CONSIGNE 1>
Relevez tous les montants en euros que mentionne le texte sur les fonds de commerce, dans leur ordre d'apparition.
CONSIGNE 2>
Recopiez mot pour mot le texte sur les fonds de commerce, en reprenant tout le passage qui va de « L’activité d’une brasserie » jusqu'à « semblent davantage convoités. ».
CONSIGNE 3>
Rédigez la suite du texte sur les fonds de commerce à partir de sa dernière phrase.

BLOC DE TEXTE>

Selon ce dirigeant du réseau précurseur de l’immobilier sur Internet, « les acheteurs attendent un peu, mais ils seront toujours présents à Paris ». Néanmoins, selon Éric Pitoy, la Covid-19 pourrait laisser des traces dans un quartier de l’ouest du Grand Paris : « Cela risque d’être compliqué pour La Défense. D’importantes sociétés y sont installées et beaucoup de restaurants à gros loyers ne peuvent pas se rattraper avec le service du soir. Il n’y a pas eu de rebond dans ce secteur comme à Paris cet été. »

Le marché des fonds de commerce en CHR est globalement freiné par la crise sanitaire et les prix des acquisitions sont pour l’instant revus à la baisse. Un phénomène ponctuel qui pourrait être critique si la baisse d’activité liée à la pandémie se prolonge. « Avant la Covid, il y avait une valorisation des brasseries autour de 1,5 fois le montant du chiffre d’affaires. Mais maintenant, nous sommes plutôt autour de 1,2 fois le montant du CA », remarque Éric Pitoy. À la tête de son réseau parisien de vente de brasseries, bars et restaurants depuis 2013, Michel Belhassen relève également cette dépréciation. « Je gère la vente de petits bars, mais certaines grosses affaires peuvent atteindre 1,80 M€. Actuellement, des vendeurs sont dans l’attente, ils sont excédés par ces fermetures et cette impossibilité de travailler. Les prix sont souvent revus à la baisse. Un bar classique à Paris avait une valeur vénale située entre 120 000 et 150 000 €. Aujourd’hui, j’ai des propriétaires dont les établissements sont fermés depuis plusieurs mois et qui souhaitent vendre rapidement. Les prix de vente oscillent désormais autour de 100 000 € voire 90 000 €, des baisses qui vont de 20 % à 30 % », révèle le directeur de Mibelimmo.

L’activité d’une brasserie ou d’un restaurant détermine, en partie, la valeur du fonds de commerce. Mais celle-ci est tronquée désormais ou parfois même inexistante, notamment pour les bars à cocktails ou spécialisés en mixologie. « La présence clientèle sur laquelle on pouvait compter – et qui permettait aux acquéreurs de se projeter – est aujourd’hui interdite. Et si la Covid demeure, est-ce que les clients auront envie d’aller dans des petits établissements ? », s’interroge Michel Belhassen. Dans un tel contexte, les lieux trop exigus pourraient avoir mauvaise presse. À cet égard, les agencements « de type Covid » et les établissements disposant d’une terrasse semblent davantage convoités.

[Entrées de données enregistrées]
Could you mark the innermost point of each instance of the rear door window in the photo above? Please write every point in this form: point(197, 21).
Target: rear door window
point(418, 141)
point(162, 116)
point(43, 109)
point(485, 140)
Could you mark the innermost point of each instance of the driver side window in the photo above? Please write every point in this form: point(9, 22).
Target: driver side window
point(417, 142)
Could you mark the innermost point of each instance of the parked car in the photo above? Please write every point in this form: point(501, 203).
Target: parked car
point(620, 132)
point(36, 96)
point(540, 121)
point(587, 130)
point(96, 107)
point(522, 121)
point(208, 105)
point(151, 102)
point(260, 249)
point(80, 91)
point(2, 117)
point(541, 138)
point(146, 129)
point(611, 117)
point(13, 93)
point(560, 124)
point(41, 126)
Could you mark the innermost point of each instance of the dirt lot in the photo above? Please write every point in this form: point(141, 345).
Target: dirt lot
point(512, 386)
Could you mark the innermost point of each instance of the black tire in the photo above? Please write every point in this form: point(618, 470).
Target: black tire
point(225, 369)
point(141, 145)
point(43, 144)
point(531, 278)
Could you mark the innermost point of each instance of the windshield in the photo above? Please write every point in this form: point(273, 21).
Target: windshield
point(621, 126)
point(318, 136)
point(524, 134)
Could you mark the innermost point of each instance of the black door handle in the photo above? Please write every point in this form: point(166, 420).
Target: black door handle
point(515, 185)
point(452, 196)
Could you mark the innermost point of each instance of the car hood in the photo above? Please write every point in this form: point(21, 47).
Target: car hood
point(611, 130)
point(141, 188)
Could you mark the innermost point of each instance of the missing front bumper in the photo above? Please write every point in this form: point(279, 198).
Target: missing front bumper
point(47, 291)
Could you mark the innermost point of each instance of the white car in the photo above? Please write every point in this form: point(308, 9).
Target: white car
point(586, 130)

RÉPONSE RÉDIGÉE 1>
1,80 M€ ; 120 000 € ; 150 000 € ; 100 000 € ; 90 000 €

RÉPONSE RÉDIGÉE 2>
L’activité d’une brasserie ou d’un restaurant détermine, en partie, la valeur du fonds de commerce. Mais celle-ci est tronquée désormais ou parfois même inexistante, notamment pour les bars à cocktails ou spécialisés en mixologie. « La présence clientèle sur laquelle on pouvait compter – et qui permettait aux acquéreurs de se projeter – est aujourd’hui interdite. Et si la Covid demeure, est-ce que les clients auront envie d’aller dans des petits établissements ? », s’interroge Michel Belhassen. Dans un tel contexte, les lieux trop exigus pourraient avoir mauvaise presse. À cet égard, les agencements « de type Covid » et les établissements disposant d’une terrasse semblent davantage convoités.

RÉPONSE RÉDIGÉE 3>
Liquidations judiciaires et autres possibilités

Il est difficile d’envisager un avenir radieux dans l’immédiat pour les propriétaires de fonds de commerce en CHR. Certains se posent des questions, d’autres attendent que ce terrible orage passe, et quelques-uns ont déjà placardé la mention « À céder » sur leur devanture. « En restauration, il n’y a pas vraiment de baisse de prix, sauf s’il y a des problèmes de trésorerie. On peut trouver des prix cassés dans des dossiers compliqués avec des fortes charges, certains attendent alors les mises en liquidation et d’autres se protègent » , explique Éric Pitoy du réseau entreprises et commerces de Proprietes-privees.com. Mais du côté des acquéreurs, l’enjeu est tout autre. « Certains d’entre eux pensent que le marché de la liquidation sera un eldorado demain, avec des acquisitions à 40 % ou 50 % du prix de base. Mais j’ai peur que cette of f re pléthorique anesthésie le marché », s’inquiète le directeur de l’agence Mibelimmo.

Pour les futurs propriétaires de fonds de commerce, la possibilité se trouve peut-être de l’autre côté du périphérique. « Des acquéreurs sont désormais ouverts à l’étude de dossiers en petite couronne, dans le 94, le 92 et des villes qui jouxtent Paris. Certains clients souhaitent même vendre leur bien à Paris et acquérir en province, pour des raisons de mise au vert, cadre de vie ou loyers trop élevés », confie Michel Belhassen. Néanmoins, dans ce marché parisien en crise, un type d’établissements bénéficie encore d’une certaine cote : « Les bars-tabacs continuent à très bien se vendre à Paris comme en banlieue. Nous avons notamment une clientèle asiatique qui recherche toujours ce produit », reconnaît Bruno Marcillaud.